Görev Tanımları
1. Peygamberlerin mucizeleri ve ilim konulu makalede, mucizelere başka bir açıdan bakılmasını teklif ederken hangi peygamberlerin örneğinden hareket ediliyor?
2. Peygamberlerin mucizeleri ve ilim konulu makaleyi son cümlesinden sonra sürdürün.

Makale
※ ※ ※

* PEYGAMBERLERİN MUCİZELERİ VE İLİM

 

Aşağıda, Kur'ân'da zikri geçen mucizelerin ilmî bir yaklaşımla da anlaşılmaya çalışılmasının fayda ve hatta gereğine dikkat çeken bir tahlili, peygamberlerle ilgisi sebebiyle burada kaydedeceğiz.

Peygamber deyince, önce mucize akla gelir. Bu meselede öylesine kesin şartlanmışız ki, bir peygamberin üstünlüğünden, galebesinden veya başarısından sözedilse, hiç terüddüde yer vermeden bunları mu'cizelerle gerçekleştirdiğine hükmeder geçeriz. Meselenin bir diğer veçhesini, insânî imkânlara bakan yönünü veya bir başka ifade ile, ilmî yönünü hiç nazar-ı dikkate almayız. Bu durum bize peygamberlerden yapılacak istifadeyi azaltmaktadır.

Bu tebliğimizde, önce Hz. Süleyman, sonra da Hz. Nûh aleyhimesselâm örneğinden hareketle, mucizelere bir başka açıdan nazar edilmesini teklif edeceğiz. Kesin bir iddia olarak değil, bir mülâhaza hânesi açma teklifi olarak diyoruz ki: Kurân'da zikri geçen nebevî harikaların bir kısmı ilmî bir yaklaşımla izâh edilebilir ve günümüze bakan daha zengin mesajları ortaya çıkarabilir.

※ ※ ※

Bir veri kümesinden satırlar
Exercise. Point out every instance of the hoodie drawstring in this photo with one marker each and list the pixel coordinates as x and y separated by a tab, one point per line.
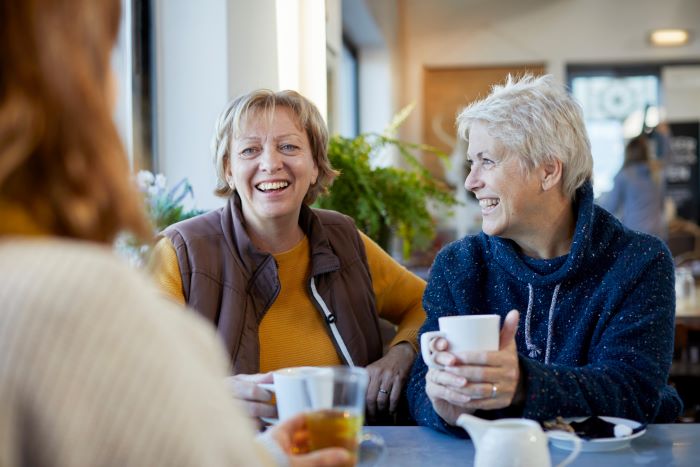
533	350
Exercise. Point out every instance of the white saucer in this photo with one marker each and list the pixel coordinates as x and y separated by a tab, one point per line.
599	444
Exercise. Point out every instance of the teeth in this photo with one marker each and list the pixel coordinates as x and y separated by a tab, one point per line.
265	186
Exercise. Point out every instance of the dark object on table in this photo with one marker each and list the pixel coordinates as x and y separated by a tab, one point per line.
592	428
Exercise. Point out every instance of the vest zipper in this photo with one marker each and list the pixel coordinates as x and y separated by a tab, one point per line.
330	319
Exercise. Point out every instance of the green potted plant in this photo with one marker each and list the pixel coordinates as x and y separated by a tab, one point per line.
386	200
164	207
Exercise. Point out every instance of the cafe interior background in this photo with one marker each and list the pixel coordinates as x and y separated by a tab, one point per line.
363	61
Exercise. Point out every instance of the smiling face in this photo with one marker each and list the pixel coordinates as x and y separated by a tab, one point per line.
271	167
510	199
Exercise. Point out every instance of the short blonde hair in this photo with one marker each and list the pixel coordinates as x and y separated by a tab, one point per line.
537	121
261	104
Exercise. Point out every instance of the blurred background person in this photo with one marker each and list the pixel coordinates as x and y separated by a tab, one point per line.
637	197
96	368
285	284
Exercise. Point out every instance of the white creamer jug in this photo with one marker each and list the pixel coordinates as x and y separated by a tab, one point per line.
511	442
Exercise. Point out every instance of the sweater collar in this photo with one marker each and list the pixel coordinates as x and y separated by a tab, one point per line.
505	251
323	259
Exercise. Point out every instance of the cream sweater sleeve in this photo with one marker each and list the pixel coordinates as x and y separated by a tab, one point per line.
96	368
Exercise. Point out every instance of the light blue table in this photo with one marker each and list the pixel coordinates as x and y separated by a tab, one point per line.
661	445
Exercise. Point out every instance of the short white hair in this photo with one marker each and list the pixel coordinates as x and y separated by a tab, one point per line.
536	120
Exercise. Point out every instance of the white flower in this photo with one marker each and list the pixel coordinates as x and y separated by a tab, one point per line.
144	179
160	181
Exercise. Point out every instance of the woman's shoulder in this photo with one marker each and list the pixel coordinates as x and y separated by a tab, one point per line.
463	251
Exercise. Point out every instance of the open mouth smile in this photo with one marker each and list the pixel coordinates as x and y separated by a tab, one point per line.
488	204
267	187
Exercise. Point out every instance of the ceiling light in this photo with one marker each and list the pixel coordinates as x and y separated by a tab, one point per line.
669	37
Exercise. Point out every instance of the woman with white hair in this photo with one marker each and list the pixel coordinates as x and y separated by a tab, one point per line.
597	299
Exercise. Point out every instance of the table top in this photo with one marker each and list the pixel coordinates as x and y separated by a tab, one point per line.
662	445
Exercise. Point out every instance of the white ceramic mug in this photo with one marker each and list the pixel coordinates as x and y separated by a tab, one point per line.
463	333
298	389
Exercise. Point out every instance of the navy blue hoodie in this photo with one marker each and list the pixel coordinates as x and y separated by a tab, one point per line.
596	326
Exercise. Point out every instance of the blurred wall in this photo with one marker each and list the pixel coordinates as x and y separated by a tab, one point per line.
555	32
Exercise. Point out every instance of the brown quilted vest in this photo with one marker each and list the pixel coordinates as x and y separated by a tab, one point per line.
232	284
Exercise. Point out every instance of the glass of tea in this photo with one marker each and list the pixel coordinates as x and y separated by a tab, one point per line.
335	397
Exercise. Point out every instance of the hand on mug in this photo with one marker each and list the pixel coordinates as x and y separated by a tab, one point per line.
387	377
256	399
467	381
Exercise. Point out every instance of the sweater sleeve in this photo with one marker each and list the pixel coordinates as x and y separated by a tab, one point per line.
100	370
398	293
165	269
628	363
437	302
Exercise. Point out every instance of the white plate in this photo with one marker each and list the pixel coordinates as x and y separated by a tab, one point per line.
599	444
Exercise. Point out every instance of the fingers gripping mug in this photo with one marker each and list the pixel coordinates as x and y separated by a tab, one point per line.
463	333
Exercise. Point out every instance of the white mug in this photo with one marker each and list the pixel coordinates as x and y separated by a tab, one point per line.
299	389
463	333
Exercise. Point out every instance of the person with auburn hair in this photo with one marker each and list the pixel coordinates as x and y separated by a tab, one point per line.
96	368
597	300
285	284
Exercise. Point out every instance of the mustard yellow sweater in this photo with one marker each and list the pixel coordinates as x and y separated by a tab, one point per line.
293	333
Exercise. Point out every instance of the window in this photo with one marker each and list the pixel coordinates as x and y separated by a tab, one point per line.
618	104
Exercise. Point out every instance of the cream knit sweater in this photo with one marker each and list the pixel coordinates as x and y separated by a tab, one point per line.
96	369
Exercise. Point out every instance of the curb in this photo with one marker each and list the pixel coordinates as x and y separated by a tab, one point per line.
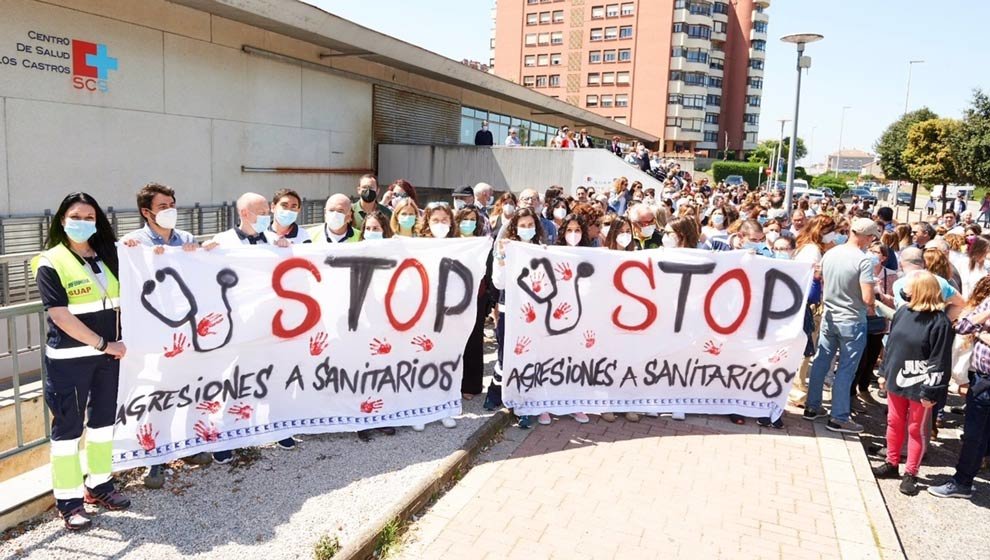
363	547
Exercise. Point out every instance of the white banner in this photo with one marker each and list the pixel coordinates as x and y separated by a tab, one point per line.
235	347
663	330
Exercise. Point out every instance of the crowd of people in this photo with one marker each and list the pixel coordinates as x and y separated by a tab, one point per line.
913	299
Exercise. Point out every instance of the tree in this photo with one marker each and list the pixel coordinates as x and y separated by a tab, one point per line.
971	144
929	156
890	148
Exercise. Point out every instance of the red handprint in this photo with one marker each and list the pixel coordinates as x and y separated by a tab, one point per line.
424	343
317	344
589	339
241	411
561	311
179	344
203	328
207	432
208	407
529	314
379	346
522	345
564	270
145	438
712	348
778	355
370	406
537	284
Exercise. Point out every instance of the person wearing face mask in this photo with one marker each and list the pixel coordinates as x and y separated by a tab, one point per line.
81	359
367	201
157	206
338	227
285	210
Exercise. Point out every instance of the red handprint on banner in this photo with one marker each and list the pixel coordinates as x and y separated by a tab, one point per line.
370	406
522	345
318	343
145	438
179	343
207	432
564	271
379	347
712	348
425	344
206	324
241	411
208	407
589	339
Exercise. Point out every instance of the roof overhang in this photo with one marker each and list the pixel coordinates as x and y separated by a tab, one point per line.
308	23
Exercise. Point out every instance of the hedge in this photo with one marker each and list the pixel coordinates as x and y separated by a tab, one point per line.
749	171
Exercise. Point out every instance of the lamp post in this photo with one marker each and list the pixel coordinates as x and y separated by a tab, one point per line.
907	95
838	155
800	39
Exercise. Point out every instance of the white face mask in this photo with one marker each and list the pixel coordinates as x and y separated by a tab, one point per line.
167	218
439	231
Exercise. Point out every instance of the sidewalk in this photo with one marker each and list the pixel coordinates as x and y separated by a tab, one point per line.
703	488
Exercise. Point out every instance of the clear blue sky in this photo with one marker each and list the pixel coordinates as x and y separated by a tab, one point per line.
862	62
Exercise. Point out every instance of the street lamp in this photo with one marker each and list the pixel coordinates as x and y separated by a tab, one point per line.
907	95
800	39
838	155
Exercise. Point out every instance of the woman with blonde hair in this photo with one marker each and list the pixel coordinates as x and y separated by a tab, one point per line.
916	367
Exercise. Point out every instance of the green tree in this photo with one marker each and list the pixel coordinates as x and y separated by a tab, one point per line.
929	156
890	148
971	143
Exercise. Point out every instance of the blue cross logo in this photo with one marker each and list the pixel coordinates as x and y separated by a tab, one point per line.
101	62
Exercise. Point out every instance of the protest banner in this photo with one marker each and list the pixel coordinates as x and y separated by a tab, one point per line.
244	346
665	330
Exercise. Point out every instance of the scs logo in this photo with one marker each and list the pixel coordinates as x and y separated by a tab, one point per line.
91	66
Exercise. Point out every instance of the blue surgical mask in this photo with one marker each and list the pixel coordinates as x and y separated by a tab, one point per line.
79	230
286	217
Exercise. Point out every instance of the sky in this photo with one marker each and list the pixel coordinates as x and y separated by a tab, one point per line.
862	62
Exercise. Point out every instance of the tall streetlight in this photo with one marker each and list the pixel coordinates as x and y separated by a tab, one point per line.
907	95
838	155
800	39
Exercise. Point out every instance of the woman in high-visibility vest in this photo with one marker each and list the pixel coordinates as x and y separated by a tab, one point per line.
77	278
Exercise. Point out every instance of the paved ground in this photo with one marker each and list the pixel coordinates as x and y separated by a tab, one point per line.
704	488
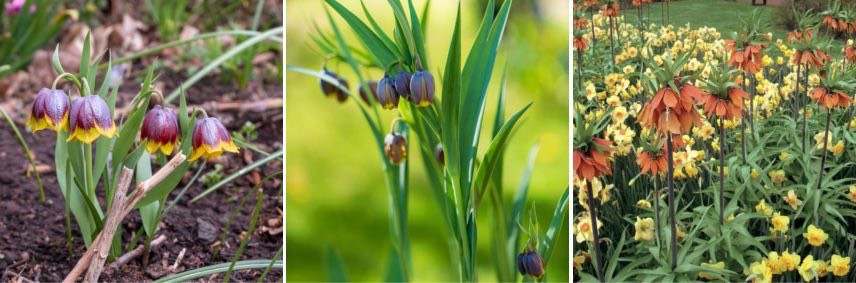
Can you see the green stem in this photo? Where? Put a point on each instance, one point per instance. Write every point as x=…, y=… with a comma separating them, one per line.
x=27, y=152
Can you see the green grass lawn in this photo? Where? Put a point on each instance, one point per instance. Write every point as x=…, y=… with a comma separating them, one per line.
x=720, y=14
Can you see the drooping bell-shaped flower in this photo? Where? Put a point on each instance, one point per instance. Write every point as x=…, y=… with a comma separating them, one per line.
x=210, y=139
x=89, y=119
x=386, y=94
x=422, y=88
x=529, y=262
x=160, y=130
x=395, y=148
x=50, y=111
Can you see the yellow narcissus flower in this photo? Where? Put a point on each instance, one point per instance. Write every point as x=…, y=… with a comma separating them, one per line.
x=644, y=229
x=840, y=266
x=790, y=261
x=89, y=119
x=619, y=114
x=808, y=269
x=815, y=236
x=708, y=276
x=852, y=193
x=778, y=176
x=583, y=228
x=774, y=263
x=792, y=199
x=211, y=139
x=780, y=223
x=613, y=101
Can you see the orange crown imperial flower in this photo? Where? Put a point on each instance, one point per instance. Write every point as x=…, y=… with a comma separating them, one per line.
x=89, y=119
x=594, y=162
x=50, y=111
x=210, y=139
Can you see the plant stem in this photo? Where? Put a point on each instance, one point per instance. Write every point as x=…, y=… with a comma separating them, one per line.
x=671, y=179
x=805, y=117
x=721, y=171
x=595, y=239
x=612, y=39
x=752, y=105
x=657, y=187
x=823, y=154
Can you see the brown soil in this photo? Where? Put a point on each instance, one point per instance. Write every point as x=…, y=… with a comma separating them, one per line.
x=32, y=233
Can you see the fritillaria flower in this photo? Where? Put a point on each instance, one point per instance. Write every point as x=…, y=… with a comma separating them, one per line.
x=160, y=130
x=386, y=94
x=210, y=139
x=89, y=119
x=595, y=162
x=529, y=262
x=395, y=148
x=50, y=111
x=422, y=88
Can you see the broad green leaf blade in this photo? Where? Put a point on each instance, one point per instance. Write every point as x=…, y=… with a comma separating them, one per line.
x=493, y=153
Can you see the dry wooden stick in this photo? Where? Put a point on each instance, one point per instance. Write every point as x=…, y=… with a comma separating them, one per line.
x=123, y=209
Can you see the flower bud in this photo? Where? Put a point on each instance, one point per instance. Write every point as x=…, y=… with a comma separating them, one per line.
x=395, y=148
x=89, y=119
x=50, y=111
x=386, y=94
x=402, y=84
x=210, y=139
x=422, y=88
x=529, y=262
x=331, y=89
x=372, y=90
x=438, y=153
x=160, y=130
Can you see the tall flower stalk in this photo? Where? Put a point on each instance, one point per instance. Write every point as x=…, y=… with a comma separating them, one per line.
x=591, y=161
x=671, y=112
x=723, y=100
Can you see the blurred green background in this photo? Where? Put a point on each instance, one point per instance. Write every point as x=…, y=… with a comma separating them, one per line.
x=336, y=196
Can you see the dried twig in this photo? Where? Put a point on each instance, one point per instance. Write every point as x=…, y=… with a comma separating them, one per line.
x=120, y=210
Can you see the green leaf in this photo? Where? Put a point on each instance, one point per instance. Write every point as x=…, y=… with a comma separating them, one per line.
x=494, y=150
x=336, y=271
x=219, y=268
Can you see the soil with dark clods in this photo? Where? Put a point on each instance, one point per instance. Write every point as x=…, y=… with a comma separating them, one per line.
x=32, y=233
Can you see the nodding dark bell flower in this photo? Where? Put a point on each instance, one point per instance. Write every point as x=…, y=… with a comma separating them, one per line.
x=402, y=84
x=529, y=262
x=330, y=89
x=365, y=93
x=438, y=153
x=422, y=88
x=395, y=148
x=210, y=139
x=50, y=111
x=89, y=119
x=386, y=94
x=160, y=130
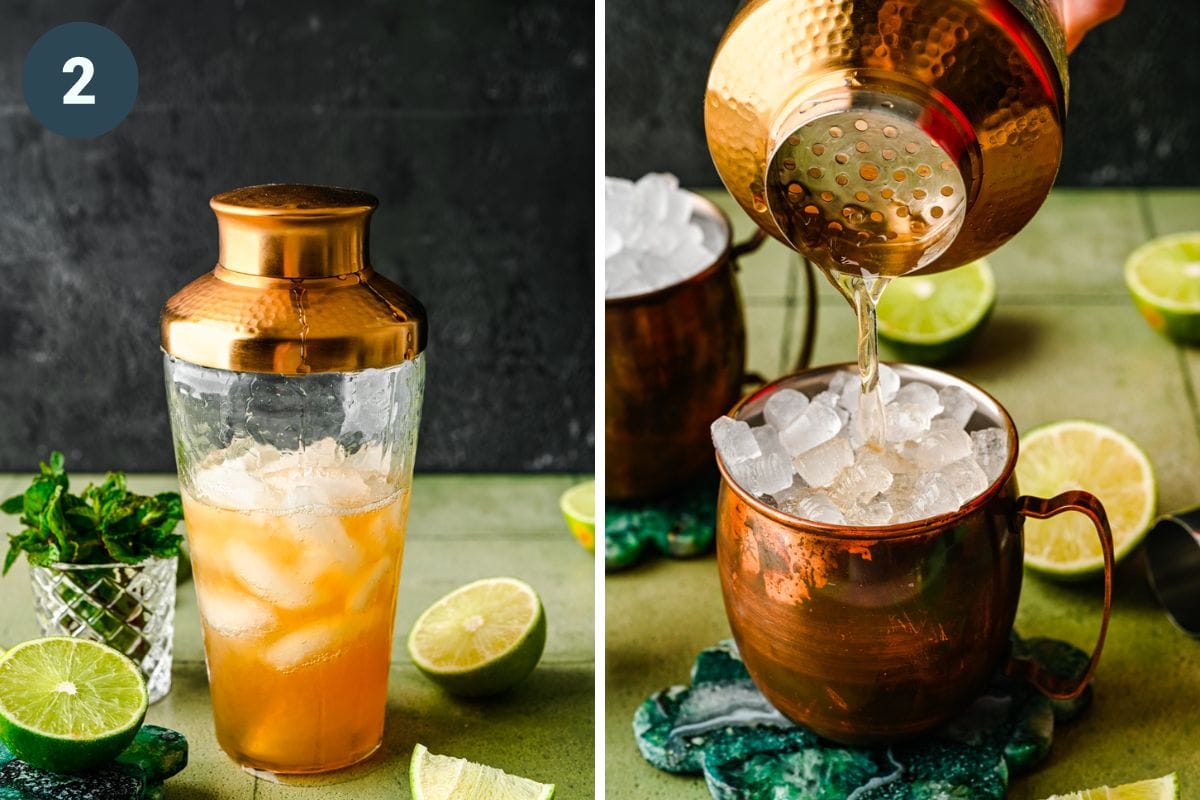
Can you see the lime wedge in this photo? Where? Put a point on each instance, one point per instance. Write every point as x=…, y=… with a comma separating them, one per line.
x=1079, y=455
x=1163, y=276
x=579, y=506
x=443, y=777
x=69, y=705
x=480, y=639
x=931, y=318
x=1162, y=788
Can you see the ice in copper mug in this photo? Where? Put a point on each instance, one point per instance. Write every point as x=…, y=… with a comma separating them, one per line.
x=883, y=629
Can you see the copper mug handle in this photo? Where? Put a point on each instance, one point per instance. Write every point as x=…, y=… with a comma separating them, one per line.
x=1042, y=679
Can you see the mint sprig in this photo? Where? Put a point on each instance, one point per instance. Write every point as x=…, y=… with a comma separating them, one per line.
x=106, y=523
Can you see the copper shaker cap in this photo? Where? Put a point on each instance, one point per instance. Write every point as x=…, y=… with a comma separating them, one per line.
x=892, y=126
x=293, y=292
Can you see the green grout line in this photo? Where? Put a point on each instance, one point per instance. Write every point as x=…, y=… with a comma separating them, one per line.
x=1147, y=220
x=1189, y=391
x=790, y=306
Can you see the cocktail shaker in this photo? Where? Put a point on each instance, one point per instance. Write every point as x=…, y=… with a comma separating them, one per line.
x=294, y=380
x=889, y=136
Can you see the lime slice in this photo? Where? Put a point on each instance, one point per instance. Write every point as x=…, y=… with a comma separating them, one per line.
x=931, y=318
x=1078, y=455
x=443, y=777
x=1163, y=276
x=480, y=639
x=579, y=505
x=1162, y=788
x=69, y=705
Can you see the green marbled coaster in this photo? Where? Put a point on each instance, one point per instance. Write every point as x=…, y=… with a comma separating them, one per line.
x=724, y=727
x=681, y=524
x=154, y=756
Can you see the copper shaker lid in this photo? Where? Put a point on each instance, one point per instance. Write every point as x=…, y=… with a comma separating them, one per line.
x=292, y=292
x=843, y=124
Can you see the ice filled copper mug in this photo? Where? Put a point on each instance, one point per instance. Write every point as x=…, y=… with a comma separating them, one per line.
x=875, y=633
x=675, y=360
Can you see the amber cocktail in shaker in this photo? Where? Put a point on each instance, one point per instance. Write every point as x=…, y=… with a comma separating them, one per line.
x=868, y=635
x=675, y=361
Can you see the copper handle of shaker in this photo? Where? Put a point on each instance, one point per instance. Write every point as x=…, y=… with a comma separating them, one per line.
x=1042, y=679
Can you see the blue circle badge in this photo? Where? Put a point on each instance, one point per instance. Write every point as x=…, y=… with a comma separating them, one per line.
x=79, y=79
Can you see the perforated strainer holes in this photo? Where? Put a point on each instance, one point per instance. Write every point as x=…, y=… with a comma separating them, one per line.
x=841, y=197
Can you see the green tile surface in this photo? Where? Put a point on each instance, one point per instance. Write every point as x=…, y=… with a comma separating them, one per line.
x=1065, y=342
x=460, y=528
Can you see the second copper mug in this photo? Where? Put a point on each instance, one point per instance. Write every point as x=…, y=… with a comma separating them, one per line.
x=867, y=635
x=675, y=361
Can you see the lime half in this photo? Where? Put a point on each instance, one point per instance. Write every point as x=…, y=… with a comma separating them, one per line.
x=480, y=639
x=442, y=777
x=931, y=318
x=1163, y=788
x=1163, y=276
x=69, y=705
x=1079, y=455
x=579, y=506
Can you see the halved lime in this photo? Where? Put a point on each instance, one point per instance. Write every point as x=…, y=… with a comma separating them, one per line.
x=444, y=777
x=1080, y=455
x=69, y=705
x=931, y=318
x=579, y=506
x=480, y=639
x=1163, y=276
x=1162, y=788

※ ※ ※

Görev Yanıtları
1. Önce Hz. Süleyman, sonra da Hz. Nûh aleyhimesselâm örneğinden hareket ediliyor.

2.
Karınca dâhil, hayvanlarla konuşmak, cinleri istihdam etmek, iki aylık yolu havada, bir günde almak; Sebe Melîkesi Belkıs'ın tahtını Yemen'den Kudüs'e göz açıp kapama müddetinde getirmek vs. gibi pekçok üstünlüklere mazhar olduğu Kur'ân-ı Kerîm'de belirtilen Hz. Süleyman'la ilgili âyetler yakından tahlil edilince bu mazhariyetlerin, diğer insanlar tarafından ulaşılamayacak Hz. İsa ve Havarilerinin mazhar olduğu gökten sofra inmesi veya Hz. Peygamber aleyhissalâtu vesselam'ın mazhar olduğu ayın ikiye bölünmesi nev'inden mucizeler olmadığı, ilmî düsturlara dayandığı anlaşılmaktadır.

Nitekim Neml sûresinde, Hz. Süleyman aleyhissselâm'la ilgili olan pasajın (15-44. âyetler) ilk âyetinde şöyle buyurulmuştur: "Andolsun ki, Dâvud'a ve Süleyman'a ilim verdik. İkisi: ÔBizi mü'min kullarının çoğundan üstün kılan Allah'a ham olsun' dediler" (15. ayet)

Bu âyette iki husus tebârüz ettirilmektedir:

1- Hz. Dâvud'la Hz. Süleyman'a ilim verildiği,

2- İlim verilmiş olmakla kazandıkları üstünlüğe hamdetmeleri.

Bir başka ifade ile, Hz. Dâvud ve Hz. Süleyman, mazhar oldukları mucizelerle değil, kendilerine verilen müstesna ilimle üstünlük kazandıklarını belirtmiş olmaktadır.

Hemen belirtmek isteriz: Büyük insanlar, çevreleri ile büyüktür. Hususen ilimle mümtaz kılınan büyüklerin, âlimlerden müteşekkil bir çevreleri olmalıdır. Kur'ân-ı Kerîm, Hz. Süleyman için böyle bir çevreden, kitaptan, bir ilme sâhip kimselerden, devlet işlerinin istişâre edildiği zengin bir meclisten haber vermektedir.

Mevzumuz açısından can alıcı nokta budur: Hz. Süleyman aleyhisselâm'ın en büyük mucizesi bilinen Sebe Melikesi Belkıs'ın tahtını terfatu'l-aynda, Yemen'den Kudüs'e getirilme vak'asını gerçekleştiren, Hz. Süleyman'ın kendisi değil, kitaptan bir ilme sahip olduğu belirtilen birisidir ve şahıs Hz. Süleyman'ın istişâre meclisinde üyedir.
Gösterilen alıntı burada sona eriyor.